──────── EXTRACTED RECORDS
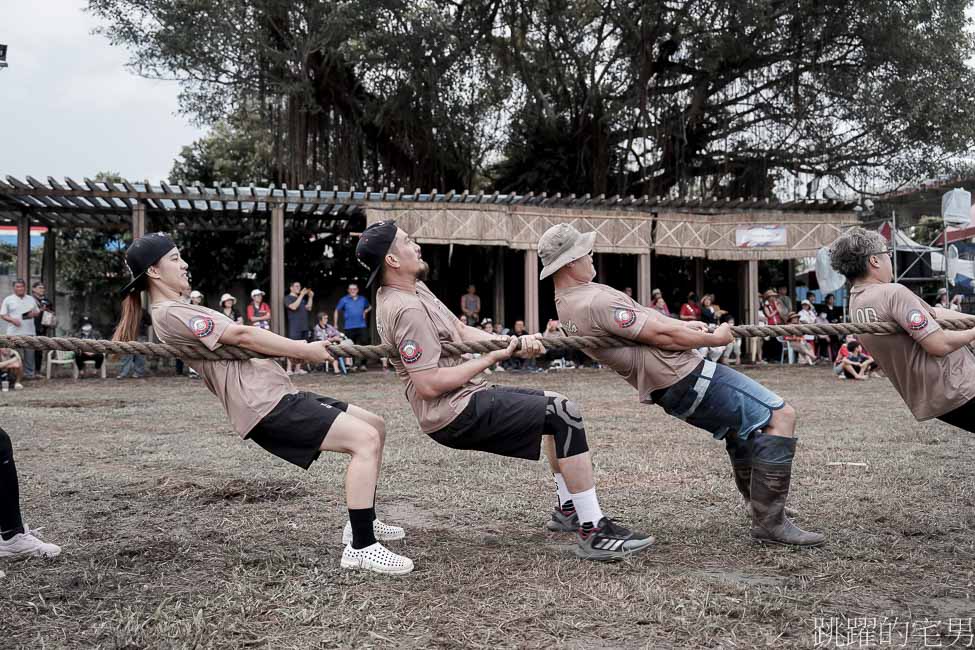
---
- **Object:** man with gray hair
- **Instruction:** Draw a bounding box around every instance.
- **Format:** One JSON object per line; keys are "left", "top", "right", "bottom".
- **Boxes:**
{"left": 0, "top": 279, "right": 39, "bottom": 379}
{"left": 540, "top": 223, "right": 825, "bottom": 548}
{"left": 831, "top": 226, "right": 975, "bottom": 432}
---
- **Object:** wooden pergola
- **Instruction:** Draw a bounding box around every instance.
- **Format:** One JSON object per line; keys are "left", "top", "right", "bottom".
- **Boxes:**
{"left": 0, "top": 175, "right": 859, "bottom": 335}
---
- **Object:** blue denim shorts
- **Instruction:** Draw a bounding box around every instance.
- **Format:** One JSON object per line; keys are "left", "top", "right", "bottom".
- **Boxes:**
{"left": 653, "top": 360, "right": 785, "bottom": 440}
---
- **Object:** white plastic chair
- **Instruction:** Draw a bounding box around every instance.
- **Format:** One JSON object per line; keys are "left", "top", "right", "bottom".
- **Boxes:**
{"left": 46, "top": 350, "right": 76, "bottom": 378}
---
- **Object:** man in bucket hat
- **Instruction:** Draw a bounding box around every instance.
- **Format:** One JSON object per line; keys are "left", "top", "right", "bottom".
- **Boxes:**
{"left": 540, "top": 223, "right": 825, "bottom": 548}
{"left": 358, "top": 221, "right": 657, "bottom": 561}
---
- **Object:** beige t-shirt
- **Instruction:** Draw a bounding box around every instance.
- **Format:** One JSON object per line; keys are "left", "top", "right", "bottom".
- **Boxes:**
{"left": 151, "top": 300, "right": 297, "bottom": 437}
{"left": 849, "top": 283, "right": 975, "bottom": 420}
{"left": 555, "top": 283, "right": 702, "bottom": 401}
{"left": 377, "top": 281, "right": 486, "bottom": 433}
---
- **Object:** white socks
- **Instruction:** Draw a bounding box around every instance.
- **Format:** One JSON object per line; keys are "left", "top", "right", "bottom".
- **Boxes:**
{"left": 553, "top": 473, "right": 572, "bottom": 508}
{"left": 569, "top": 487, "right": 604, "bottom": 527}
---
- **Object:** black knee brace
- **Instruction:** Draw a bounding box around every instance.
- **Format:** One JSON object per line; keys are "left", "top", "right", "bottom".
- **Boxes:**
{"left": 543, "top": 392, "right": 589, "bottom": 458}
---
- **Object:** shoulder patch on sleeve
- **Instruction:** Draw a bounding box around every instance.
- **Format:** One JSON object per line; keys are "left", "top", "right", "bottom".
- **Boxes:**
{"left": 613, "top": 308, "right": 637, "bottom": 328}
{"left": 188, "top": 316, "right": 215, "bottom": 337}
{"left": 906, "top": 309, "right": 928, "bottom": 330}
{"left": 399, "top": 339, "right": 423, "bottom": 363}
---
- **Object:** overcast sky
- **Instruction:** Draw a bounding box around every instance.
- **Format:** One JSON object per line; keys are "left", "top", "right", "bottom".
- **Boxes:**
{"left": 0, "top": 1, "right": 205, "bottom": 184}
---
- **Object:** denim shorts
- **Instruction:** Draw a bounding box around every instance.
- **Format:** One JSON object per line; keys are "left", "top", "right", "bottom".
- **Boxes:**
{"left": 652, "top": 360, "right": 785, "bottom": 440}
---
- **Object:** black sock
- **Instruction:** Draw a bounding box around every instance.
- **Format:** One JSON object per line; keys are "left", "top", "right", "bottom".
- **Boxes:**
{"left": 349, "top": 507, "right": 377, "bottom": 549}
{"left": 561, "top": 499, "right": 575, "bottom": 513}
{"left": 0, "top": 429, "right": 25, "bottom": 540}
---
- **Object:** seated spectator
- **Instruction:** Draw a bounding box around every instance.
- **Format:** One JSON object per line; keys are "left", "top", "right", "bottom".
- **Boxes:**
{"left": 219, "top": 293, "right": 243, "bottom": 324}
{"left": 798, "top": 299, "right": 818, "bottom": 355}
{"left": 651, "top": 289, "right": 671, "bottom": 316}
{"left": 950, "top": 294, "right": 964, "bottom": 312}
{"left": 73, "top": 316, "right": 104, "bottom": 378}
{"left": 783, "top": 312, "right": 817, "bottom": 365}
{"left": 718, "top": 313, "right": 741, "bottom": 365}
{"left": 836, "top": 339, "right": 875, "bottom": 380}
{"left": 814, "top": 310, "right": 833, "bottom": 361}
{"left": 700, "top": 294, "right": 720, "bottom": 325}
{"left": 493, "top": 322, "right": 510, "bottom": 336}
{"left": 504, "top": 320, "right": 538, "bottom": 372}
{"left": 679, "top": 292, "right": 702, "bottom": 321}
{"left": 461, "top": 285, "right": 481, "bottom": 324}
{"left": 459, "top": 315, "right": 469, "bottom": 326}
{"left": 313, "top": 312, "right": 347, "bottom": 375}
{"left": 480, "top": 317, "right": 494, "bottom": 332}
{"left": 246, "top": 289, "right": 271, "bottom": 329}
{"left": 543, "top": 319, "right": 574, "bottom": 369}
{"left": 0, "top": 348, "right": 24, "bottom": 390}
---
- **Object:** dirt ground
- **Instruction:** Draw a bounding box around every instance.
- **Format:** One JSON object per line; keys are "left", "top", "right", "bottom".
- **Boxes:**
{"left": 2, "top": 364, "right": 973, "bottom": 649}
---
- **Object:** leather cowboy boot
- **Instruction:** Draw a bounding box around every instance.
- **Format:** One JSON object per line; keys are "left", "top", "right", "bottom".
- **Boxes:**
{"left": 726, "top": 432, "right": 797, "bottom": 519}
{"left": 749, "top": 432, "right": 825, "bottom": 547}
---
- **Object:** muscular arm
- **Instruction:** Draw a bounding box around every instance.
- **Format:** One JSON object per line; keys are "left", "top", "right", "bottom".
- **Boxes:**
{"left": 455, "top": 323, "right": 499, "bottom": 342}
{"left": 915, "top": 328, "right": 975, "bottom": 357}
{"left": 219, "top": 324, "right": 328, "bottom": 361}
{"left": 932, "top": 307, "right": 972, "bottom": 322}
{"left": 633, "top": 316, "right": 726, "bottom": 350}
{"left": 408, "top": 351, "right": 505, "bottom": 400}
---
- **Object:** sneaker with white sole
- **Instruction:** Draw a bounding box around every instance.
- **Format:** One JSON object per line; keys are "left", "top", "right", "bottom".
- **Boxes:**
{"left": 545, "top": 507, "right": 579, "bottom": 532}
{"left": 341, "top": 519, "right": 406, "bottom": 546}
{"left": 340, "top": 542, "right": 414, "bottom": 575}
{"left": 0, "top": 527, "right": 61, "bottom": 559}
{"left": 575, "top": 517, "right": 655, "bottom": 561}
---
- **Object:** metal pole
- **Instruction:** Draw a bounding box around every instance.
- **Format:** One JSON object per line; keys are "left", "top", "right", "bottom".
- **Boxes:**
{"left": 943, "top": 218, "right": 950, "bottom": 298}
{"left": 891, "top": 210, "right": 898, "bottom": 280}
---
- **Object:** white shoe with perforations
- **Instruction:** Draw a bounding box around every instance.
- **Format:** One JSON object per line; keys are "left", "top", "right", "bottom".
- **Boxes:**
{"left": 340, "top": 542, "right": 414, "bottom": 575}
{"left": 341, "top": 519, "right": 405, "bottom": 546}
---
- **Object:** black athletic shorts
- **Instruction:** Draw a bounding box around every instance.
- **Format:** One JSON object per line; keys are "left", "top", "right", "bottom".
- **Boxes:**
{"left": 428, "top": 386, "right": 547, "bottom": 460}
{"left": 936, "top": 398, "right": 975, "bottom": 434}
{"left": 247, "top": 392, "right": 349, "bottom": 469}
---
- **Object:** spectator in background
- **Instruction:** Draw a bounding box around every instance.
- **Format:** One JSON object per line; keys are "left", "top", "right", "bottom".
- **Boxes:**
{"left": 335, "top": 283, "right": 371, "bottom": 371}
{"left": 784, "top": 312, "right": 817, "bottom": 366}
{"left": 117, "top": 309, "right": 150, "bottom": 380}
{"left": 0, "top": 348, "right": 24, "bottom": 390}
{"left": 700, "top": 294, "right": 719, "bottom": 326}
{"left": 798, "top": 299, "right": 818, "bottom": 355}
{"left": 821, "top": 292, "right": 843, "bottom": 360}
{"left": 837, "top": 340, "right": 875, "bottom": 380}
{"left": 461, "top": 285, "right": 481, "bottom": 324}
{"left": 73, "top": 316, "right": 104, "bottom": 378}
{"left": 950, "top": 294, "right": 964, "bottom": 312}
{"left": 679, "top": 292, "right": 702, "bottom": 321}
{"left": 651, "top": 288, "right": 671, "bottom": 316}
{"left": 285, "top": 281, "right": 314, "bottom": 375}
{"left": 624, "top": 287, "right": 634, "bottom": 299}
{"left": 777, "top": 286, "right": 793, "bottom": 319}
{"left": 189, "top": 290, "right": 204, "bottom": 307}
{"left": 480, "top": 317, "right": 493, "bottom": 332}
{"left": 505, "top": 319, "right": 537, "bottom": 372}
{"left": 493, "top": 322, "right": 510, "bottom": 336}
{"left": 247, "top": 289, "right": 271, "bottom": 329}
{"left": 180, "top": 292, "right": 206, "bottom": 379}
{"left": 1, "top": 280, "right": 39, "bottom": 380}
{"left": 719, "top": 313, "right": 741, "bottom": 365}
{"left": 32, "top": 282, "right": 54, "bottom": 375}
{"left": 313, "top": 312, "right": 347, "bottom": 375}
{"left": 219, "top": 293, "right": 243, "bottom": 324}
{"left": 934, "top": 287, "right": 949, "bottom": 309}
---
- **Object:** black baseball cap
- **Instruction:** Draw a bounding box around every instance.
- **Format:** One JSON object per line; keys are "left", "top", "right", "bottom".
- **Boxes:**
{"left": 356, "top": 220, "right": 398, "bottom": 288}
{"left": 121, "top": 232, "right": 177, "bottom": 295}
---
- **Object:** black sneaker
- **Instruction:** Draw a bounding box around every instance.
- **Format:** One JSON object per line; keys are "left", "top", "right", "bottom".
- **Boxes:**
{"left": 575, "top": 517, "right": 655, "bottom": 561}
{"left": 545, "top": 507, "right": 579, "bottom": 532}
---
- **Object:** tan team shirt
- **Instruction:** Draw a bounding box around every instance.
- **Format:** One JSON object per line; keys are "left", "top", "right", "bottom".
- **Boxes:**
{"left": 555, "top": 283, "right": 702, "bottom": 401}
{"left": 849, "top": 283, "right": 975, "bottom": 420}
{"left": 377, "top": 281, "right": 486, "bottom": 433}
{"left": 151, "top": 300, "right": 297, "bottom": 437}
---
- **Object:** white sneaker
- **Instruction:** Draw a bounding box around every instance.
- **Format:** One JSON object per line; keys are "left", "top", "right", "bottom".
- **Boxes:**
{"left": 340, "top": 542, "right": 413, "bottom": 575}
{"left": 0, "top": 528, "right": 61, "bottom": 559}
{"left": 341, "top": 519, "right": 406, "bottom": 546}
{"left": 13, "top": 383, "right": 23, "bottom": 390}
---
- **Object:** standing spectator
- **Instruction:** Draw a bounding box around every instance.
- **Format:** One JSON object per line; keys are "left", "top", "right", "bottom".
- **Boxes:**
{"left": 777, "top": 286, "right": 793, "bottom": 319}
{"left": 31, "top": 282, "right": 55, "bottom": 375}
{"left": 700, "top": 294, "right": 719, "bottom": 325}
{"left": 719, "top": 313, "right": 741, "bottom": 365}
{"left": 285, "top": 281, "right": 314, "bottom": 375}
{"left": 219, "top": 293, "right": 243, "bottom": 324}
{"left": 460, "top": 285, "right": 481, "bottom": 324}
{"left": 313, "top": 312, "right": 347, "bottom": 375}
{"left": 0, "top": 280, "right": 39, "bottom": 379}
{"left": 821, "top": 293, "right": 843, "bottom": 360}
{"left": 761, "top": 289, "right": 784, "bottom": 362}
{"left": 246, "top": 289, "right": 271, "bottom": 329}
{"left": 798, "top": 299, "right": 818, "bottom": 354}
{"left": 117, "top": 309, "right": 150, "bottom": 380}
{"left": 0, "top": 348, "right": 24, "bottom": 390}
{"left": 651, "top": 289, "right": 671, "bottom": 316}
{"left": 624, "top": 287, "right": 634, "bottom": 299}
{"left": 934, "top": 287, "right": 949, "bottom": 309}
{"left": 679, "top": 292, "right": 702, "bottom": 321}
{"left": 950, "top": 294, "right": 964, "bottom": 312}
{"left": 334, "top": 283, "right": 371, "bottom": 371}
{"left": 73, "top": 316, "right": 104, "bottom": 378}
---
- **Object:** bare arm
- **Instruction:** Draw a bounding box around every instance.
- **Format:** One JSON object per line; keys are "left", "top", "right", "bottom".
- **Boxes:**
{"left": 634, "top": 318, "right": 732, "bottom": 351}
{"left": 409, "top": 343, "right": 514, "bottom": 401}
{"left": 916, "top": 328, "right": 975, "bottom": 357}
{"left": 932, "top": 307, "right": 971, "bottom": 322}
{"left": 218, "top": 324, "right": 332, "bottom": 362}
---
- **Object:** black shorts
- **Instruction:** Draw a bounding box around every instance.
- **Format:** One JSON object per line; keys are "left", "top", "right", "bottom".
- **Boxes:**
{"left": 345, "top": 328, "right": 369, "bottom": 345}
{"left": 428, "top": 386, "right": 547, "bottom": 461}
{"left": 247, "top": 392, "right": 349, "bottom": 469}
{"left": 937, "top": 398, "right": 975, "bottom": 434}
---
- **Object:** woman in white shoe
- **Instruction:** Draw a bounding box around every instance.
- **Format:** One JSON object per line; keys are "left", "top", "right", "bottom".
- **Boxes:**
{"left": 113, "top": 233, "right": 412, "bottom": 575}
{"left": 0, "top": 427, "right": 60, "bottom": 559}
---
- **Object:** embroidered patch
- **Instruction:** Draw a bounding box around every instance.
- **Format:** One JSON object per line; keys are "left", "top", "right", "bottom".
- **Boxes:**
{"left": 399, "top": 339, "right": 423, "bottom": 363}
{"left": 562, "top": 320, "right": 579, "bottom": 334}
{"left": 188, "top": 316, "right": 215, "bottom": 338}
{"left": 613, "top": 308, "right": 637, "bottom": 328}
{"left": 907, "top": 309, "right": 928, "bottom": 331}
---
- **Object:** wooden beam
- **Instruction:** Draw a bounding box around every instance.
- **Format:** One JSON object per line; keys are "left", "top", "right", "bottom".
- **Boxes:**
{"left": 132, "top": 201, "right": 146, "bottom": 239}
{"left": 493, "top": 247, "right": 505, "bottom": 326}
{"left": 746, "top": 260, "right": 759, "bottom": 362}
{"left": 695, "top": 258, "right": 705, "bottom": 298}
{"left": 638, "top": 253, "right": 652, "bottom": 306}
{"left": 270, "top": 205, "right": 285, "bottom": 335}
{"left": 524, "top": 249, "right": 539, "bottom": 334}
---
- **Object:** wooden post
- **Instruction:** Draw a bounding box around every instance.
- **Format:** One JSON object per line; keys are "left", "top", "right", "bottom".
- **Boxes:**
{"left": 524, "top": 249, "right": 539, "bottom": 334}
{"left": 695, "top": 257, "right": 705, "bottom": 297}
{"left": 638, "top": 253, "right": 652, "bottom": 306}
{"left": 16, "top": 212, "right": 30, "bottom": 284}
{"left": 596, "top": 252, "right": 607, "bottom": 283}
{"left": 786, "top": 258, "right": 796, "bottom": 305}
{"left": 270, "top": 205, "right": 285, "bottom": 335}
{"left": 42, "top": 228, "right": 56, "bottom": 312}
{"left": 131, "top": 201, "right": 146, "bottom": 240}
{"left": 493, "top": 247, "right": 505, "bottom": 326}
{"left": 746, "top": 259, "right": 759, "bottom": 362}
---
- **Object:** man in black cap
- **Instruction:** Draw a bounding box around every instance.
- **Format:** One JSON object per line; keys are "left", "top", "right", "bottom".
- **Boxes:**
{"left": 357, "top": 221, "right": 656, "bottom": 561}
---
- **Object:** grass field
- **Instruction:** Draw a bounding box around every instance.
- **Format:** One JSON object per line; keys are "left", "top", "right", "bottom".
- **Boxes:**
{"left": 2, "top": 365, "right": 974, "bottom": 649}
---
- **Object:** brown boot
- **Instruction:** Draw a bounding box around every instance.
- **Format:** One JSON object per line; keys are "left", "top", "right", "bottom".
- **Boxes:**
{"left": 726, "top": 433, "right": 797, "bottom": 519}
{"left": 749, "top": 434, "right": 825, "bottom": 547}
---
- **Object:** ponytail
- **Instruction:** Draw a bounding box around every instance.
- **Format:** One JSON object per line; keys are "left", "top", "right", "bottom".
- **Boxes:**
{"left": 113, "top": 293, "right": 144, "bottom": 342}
────────────────
(WHAT NEEDS TO BE DONE): Find every line in the records that has the word "spectator". Then report the count alone.

(SOLVED PROBLEM): 3